* [Task goal]:
Look below for the line holding "of the marine" and the line holding "of the underwater". Repeat those two and everything between, exactly.
**** Supplied entries
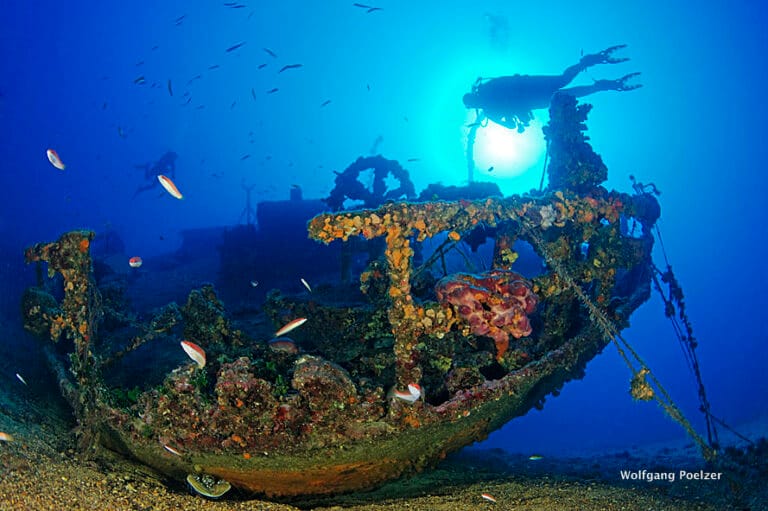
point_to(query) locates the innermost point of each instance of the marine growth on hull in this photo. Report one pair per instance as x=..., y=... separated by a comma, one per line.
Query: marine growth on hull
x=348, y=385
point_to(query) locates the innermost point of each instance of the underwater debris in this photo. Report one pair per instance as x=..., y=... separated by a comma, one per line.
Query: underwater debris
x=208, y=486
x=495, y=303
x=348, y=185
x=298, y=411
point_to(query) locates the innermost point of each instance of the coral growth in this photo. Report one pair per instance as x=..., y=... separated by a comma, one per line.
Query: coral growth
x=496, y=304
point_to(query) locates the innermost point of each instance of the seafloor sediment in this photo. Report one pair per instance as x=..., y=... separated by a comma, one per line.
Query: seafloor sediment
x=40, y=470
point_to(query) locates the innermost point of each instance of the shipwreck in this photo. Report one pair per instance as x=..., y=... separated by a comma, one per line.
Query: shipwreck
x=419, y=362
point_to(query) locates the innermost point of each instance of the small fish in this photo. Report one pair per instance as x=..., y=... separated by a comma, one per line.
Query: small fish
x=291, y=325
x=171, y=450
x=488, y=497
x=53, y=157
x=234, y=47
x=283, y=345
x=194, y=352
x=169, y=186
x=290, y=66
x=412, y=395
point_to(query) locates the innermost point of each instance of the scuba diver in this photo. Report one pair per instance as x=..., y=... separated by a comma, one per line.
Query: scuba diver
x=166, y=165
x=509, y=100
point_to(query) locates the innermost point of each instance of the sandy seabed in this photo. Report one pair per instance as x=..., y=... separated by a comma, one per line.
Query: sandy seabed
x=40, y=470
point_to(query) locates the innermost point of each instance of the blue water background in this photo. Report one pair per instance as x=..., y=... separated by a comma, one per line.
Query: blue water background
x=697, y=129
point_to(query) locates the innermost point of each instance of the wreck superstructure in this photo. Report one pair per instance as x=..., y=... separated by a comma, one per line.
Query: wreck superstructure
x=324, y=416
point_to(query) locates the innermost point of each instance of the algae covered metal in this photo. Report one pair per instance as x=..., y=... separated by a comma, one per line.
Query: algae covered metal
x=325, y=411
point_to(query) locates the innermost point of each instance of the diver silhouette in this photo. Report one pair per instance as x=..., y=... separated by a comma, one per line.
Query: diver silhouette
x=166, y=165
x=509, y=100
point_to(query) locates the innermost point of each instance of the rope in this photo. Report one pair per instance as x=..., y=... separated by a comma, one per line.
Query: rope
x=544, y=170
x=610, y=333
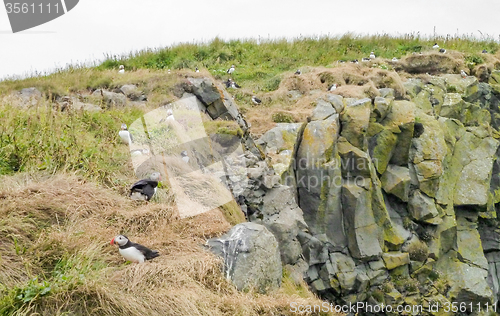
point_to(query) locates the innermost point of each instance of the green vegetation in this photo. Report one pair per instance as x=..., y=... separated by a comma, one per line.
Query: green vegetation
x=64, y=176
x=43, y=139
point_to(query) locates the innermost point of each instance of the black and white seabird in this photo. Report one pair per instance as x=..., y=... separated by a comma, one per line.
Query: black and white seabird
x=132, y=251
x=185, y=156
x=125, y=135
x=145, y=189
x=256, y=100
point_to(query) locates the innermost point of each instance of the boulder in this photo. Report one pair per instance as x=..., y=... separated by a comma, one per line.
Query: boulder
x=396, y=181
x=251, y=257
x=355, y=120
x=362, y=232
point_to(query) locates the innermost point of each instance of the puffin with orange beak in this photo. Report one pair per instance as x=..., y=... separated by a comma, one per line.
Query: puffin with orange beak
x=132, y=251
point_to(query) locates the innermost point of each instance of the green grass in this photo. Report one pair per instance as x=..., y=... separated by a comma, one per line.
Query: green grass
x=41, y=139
********
**** Supplied entries
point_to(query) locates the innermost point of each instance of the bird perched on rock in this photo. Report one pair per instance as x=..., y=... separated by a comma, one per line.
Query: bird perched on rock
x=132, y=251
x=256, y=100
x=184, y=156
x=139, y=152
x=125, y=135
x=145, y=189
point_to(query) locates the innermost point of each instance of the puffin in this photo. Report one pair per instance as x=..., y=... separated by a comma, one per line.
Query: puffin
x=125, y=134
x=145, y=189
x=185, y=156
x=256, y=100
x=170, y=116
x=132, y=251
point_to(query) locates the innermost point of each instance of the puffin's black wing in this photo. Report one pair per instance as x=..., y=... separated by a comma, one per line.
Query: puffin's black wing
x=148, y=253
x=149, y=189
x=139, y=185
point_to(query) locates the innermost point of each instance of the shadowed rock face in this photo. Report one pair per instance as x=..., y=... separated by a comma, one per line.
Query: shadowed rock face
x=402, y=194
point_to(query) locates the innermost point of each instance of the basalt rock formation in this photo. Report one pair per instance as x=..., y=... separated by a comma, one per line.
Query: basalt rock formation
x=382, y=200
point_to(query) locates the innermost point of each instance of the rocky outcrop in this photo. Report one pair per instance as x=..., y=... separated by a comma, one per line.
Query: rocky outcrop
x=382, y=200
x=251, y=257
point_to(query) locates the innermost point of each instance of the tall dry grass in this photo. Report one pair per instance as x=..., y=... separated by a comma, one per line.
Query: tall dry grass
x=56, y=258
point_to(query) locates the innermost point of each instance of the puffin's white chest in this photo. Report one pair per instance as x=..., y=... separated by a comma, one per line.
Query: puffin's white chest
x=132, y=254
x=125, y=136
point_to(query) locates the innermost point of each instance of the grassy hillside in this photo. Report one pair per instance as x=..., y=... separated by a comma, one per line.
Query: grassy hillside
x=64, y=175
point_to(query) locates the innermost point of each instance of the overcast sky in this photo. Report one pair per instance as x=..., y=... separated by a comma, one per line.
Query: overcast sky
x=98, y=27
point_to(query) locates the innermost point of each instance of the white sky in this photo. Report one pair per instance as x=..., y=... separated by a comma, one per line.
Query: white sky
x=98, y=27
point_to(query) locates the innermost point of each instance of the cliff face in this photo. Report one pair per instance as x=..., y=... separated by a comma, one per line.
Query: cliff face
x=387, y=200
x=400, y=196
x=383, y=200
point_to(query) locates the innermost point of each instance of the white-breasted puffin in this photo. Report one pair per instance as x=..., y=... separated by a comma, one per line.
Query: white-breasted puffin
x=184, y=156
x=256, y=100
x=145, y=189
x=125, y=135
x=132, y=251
********
**** Supplied entries
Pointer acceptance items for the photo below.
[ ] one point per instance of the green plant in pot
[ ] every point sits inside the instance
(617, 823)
********
* [Result for this task]:
point_to(query) locates the innermost point of each instance of the marine growth on hull in this photo. Report one pair per instance as x=..., y=... separated by a comma, one per line.
Query: marine growth on hull
x=348, y=385
point_to(query) locates the innermost point of each instance of the underwater debris in this photo. Report one pair per instance as x=..., y=... separated by a comma, one per line.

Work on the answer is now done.